**** RAW DATA

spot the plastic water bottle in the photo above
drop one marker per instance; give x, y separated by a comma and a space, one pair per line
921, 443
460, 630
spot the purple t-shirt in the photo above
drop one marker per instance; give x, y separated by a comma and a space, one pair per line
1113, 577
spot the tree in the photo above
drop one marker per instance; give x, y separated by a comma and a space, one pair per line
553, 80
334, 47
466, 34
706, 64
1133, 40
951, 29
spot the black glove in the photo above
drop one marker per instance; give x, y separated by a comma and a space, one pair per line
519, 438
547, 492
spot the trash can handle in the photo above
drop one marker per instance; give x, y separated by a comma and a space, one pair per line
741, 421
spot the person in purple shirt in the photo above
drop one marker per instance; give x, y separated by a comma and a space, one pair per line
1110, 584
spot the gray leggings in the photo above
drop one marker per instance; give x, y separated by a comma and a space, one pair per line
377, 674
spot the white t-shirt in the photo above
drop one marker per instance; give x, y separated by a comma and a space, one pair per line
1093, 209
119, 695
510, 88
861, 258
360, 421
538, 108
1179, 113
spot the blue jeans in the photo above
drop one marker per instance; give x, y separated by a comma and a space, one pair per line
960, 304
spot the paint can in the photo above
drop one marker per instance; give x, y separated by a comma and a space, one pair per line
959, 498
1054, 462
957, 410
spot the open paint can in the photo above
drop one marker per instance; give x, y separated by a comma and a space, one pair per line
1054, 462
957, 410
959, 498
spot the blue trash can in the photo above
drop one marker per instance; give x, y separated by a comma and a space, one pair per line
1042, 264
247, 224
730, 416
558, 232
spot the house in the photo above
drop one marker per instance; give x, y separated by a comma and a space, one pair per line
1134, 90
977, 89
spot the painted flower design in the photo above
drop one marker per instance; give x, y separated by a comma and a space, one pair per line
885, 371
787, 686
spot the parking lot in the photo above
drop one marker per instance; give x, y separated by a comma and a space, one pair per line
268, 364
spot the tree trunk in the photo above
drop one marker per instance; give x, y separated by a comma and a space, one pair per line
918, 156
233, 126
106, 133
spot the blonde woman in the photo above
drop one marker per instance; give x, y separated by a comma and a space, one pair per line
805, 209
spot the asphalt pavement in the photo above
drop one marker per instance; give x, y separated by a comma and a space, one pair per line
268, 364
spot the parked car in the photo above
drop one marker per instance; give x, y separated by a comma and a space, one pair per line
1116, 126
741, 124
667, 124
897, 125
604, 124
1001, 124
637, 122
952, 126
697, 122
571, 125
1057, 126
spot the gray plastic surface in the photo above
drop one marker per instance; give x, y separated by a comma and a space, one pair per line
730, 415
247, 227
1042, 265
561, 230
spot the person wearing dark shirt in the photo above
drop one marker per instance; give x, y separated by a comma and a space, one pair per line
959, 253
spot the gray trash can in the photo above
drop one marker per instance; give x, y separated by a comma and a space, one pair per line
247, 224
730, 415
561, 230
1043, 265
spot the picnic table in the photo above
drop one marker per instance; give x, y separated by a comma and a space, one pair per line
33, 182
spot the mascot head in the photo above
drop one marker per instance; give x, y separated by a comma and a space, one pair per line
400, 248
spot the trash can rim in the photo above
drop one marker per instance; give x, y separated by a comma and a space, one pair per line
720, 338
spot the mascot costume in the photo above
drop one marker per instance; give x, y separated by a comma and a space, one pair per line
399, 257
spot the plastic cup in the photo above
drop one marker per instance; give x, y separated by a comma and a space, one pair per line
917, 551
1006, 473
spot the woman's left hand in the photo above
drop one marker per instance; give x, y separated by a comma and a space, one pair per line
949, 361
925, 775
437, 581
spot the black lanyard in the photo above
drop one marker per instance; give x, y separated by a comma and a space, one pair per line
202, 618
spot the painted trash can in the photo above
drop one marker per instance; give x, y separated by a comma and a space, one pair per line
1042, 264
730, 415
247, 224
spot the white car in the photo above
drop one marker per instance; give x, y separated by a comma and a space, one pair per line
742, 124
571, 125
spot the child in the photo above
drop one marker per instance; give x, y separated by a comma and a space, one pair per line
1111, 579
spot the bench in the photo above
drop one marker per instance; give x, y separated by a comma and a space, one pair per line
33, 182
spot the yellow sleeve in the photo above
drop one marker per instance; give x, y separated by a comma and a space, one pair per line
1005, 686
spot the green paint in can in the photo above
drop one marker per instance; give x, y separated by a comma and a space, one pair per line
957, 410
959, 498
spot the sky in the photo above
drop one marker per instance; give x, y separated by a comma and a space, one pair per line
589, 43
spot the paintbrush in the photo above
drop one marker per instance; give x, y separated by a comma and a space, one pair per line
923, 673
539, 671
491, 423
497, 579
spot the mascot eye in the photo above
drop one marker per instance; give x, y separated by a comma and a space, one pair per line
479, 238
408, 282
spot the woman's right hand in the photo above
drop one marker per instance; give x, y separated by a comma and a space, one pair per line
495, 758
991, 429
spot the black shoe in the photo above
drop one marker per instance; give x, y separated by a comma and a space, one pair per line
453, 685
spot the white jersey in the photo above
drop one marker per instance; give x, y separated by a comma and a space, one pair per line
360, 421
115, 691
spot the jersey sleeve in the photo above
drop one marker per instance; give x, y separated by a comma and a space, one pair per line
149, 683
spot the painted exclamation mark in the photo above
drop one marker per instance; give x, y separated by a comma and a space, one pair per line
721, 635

********

If a line in the data above contains "sleeve", return that line.

RESPONSE BELOW:
spot the yellow sleeve in the photo above
spot the jersey sleeve in the photo above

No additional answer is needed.